PASSAGE SHOWN:
■ ■ ■ ■ ■ ■ ■

Much of the content we view online is ephemeral. URLs are moved, taken down, and reorganized, often they are removed forever from the web. Additionally, the growing volume of born-digital material, which has no physical analogue, poses a serious challenge to institutions tasked with collecting and preserving cultural heritage. The New York Art Resources Consortium (NYARC) is engaged with capturing this type of information. Members of the consortium focus on the documentation of art history and the art market. As a result, the ability to properly record and preserve web-based or born digital materials is especially important.

The NYARC Web Resources Program selects, preserves, describes, and provides public access to a number of archived websites. These sites complement the print collections of each of the three art research libraries within the consortium as well as their respective institutional websites. There are 10 collections in the  NYARC Web Archive:  

  1. Art Resources
  2. Artists’ Websites
  3. Auction Houses
  4. Brooklyn Museum
  5. Catalogues Raisonnes
  6. Museum of Modern Art
  7. New York Art Resources Consortium
  8. New York City Galleries
  9. Restitution of Lost or Looted Art
  10. The Frick Collection

The websites in each collection are carefully chosen. During the appraisal process, their content as well as degree of ephemerality are carefully considered.


In 2010, Deborah Kempe, the Frick’s Chief of Collections Development and Access, was introduced to the web-based service Archive-It at an ARLIS/NY meeting held at the Metropolitan Museum of Art. This introduction demonstrated the feasibility of using Archive-It’s technology to implement a web archiving program at NYARC (Kempe 2013).

■ ■ ■ ■ ■ ■ ■

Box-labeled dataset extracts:
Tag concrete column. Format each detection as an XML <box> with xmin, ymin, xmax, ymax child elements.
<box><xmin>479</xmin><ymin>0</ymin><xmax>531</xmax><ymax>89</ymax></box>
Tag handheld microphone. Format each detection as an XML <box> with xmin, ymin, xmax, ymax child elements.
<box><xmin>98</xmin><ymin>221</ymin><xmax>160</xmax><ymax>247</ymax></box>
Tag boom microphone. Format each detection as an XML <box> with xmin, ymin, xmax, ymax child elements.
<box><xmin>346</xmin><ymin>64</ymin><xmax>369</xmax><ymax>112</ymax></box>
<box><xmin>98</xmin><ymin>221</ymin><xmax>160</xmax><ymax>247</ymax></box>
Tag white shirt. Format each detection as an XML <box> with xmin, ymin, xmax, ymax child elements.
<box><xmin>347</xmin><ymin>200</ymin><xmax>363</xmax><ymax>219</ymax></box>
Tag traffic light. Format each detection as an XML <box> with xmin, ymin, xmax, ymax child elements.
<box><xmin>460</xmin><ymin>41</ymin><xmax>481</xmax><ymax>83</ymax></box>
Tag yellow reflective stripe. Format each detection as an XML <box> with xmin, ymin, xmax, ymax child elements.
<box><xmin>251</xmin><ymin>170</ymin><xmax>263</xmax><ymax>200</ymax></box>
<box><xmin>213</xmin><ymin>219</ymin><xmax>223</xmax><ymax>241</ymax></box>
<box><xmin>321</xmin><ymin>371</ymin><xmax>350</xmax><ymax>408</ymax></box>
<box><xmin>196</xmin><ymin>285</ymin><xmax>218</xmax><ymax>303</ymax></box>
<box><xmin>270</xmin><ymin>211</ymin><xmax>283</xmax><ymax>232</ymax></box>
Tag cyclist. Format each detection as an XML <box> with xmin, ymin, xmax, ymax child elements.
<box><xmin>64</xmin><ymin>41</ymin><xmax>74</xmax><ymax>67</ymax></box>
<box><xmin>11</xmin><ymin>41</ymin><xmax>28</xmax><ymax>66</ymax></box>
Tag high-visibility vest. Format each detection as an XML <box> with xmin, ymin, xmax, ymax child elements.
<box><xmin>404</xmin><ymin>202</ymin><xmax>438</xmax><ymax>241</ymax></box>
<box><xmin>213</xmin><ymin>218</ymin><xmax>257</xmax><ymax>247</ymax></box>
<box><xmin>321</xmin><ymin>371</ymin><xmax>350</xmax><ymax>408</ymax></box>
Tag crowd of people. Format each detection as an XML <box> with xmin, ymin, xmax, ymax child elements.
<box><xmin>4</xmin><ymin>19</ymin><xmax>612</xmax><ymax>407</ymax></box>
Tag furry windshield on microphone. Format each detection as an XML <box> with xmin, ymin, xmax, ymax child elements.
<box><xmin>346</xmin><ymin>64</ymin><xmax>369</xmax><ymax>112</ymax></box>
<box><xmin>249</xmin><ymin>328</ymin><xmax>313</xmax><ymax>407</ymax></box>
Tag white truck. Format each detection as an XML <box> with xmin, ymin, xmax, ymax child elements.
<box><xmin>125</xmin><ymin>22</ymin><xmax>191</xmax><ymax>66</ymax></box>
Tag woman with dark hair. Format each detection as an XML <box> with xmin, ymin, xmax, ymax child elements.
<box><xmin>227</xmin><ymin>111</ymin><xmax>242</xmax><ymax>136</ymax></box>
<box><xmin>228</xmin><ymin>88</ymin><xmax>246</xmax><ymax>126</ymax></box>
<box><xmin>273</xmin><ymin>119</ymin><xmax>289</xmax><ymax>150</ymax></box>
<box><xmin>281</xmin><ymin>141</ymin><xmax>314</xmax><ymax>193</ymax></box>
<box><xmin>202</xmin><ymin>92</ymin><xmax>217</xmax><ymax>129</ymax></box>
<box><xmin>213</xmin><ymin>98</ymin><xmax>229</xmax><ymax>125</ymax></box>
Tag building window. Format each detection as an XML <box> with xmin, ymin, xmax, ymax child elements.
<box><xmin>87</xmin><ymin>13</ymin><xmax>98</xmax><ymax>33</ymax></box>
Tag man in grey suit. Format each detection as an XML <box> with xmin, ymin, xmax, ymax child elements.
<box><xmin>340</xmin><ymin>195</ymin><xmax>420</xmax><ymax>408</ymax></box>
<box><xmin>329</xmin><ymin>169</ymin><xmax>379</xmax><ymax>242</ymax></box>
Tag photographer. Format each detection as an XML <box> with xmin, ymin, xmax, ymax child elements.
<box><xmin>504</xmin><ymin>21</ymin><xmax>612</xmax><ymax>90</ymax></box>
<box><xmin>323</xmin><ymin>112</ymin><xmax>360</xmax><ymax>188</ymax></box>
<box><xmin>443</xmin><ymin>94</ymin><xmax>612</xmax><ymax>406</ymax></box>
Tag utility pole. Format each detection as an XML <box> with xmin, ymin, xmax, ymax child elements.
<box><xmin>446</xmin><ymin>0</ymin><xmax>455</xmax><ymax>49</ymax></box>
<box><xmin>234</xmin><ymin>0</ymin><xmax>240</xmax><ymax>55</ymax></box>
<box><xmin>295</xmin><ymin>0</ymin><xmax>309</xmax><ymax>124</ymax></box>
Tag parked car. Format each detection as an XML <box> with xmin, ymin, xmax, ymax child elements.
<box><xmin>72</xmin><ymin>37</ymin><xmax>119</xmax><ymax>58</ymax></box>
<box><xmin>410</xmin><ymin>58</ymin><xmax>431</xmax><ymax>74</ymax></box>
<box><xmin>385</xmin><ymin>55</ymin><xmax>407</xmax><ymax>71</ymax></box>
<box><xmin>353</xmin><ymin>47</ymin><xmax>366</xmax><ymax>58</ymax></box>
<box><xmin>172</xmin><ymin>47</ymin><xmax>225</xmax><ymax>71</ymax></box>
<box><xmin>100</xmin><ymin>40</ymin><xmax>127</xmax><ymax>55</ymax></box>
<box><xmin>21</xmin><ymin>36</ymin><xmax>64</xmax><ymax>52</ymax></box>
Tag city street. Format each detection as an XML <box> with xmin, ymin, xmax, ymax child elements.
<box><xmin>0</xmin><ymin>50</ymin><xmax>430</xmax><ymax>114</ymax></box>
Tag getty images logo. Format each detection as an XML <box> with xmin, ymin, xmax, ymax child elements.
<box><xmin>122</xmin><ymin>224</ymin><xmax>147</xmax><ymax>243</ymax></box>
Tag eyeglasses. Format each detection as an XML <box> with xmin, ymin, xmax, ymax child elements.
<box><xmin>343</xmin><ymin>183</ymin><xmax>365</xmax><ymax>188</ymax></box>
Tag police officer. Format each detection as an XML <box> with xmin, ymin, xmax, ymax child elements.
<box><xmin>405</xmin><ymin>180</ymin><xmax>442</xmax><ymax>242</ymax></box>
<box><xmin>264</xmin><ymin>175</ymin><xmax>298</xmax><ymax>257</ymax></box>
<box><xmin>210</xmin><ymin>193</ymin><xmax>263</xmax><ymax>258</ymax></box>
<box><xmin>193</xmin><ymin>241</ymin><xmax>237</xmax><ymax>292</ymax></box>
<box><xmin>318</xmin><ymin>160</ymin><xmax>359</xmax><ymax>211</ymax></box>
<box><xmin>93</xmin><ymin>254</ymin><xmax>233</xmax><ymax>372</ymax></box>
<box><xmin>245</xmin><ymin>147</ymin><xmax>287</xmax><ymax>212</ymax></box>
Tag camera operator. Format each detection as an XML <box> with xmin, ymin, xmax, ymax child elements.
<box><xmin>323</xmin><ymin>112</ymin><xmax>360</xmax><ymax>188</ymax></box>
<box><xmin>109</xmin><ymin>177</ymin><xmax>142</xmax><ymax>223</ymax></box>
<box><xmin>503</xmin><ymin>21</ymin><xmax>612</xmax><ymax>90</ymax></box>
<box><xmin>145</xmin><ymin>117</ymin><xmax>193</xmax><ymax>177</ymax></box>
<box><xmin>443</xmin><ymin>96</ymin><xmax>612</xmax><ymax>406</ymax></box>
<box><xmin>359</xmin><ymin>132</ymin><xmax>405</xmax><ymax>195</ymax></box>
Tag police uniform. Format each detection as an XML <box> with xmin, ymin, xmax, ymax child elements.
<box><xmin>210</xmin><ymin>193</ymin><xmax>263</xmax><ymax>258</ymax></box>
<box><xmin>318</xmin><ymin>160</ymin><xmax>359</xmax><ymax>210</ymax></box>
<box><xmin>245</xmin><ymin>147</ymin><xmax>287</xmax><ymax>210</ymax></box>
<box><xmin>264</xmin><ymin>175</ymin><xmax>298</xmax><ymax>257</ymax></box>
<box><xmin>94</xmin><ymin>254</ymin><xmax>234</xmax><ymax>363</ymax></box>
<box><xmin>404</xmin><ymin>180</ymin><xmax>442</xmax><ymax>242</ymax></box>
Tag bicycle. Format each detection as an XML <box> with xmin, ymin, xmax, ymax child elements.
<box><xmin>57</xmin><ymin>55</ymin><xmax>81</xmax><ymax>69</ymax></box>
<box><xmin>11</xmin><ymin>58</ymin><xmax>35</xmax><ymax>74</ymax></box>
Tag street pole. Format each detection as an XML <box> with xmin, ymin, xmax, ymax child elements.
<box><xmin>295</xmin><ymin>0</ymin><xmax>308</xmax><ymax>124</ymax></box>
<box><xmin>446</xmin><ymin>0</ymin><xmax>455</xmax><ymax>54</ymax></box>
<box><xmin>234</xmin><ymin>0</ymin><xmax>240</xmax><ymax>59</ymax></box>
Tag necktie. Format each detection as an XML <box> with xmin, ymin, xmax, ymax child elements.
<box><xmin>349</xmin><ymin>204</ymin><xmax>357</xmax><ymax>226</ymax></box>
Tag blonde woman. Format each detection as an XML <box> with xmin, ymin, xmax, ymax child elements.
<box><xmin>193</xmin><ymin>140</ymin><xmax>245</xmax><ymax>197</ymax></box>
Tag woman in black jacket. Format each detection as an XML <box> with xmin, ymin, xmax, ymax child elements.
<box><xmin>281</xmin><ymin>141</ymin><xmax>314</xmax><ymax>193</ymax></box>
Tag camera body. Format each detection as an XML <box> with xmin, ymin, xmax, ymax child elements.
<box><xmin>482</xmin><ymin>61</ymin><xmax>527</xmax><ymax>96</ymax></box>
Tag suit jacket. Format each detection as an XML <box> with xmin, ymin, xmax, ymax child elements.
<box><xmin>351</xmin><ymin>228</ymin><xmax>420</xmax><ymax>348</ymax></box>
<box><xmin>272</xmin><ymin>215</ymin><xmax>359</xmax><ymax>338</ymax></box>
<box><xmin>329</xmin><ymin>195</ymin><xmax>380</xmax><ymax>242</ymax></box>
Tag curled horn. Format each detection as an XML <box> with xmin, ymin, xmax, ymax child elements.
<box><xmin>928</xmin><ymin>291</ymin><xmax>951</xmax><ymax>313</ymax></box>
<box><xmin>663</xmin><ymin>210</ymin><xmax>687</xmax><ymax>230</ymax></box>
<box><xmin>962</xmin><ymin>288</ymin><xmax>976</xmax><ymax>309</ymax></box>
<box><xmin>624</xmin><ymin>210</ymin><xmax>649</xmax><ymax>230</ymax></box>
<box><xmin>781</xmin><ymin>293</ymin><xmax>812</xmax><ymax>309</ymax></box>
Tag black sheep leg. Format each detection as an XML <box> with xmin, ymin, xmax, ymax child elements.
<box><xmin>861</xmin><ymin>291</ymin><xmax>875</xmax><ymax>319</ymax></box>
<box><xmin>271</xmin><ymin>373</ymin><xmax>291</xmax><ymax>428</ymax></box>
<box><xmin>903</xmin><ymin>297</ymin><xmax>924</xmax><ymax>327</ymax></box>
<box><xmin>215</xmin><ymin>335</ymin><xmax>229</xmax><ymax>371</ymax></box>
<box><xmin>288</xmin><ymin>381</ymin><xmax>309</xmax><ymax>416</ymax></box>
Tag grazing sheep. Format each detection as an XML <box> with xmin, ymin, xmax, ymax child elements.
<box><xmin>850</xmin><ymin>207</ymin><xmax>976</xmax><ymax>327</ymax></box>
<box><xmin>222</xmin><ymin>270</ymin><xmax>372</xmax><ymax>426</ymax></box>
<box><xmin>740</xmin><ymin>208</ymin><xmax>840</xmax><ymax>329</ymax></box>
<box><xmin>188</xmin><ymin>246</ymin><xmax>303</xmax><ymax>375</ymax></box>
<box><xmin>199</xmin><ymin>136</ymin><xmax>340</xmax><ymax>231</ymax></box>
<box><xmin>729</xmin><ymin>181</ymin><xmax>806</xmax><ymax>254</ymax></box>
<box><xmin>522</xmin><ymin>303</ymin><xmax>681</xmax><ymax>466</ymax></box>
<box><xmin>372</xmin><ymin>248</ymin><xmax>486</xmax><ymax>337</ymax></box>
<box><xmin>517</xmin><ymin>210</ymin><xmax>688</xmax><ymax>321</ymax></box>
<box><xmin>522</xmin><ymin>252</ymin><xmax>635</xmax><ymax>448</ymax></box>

■ ■ ■ ■ ■ ■ ■

EXERCISES TO COMPLETE:
1: In the passage on the NYARC web archive, at what event was Deborah Kempe introduced to Archive-It?
2: Please continue the passage on the NYARC web archive, starting after its final sentence.

ANSWERS TO EACH TASK:
1: At an ARLIS/NY meeting held at the Metropolitan Museum of Art in 2010.

2:
“Going forward, one of the biggest challenges scholars and curators of contemporary art and architecture face currently, and will increasingly face, is how to store, retrieve, and investigate born-digital materials.”

—James Cumo, How Art History Is Failing at the Internet (2012)

Inspired by James Cuno’s popular 2012 blog post stressing the value of preserving born-digital content, Kempe and others at NYARC decided to pursue a program to establish the NYARC web archive program. This program recognized the need to collect and preserve online resources that would be of value to the consortium and to the public.

In 2012, NYARC received an initial twelve-month grant from the Andrew W. Mellon Foundation to assist with the planning phase of the initiative. In 2013, NYARC received a two-year grant–Making the Black Hole Gray: Implementing the Web Archiving of Specialist Art Resources–to assist with the development of a web archiving program.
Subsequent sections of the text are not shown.